Exercise:
Count how many lines of the material below contain the string "tall", treating uppercase and lowercase as different. Reply with the number alone.

(Coordinate labeling data)
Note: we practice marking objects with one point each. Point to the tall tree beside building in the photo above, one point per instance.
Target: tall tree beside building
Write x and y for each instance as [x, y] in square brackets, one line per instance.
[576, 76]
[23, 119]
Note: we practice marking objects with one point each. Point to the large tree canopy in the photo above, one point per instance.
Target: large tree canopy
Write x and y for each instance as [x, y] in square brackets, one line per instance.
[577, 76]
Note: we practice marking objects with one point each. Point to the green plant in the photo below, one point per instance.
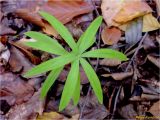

Result of the task:
2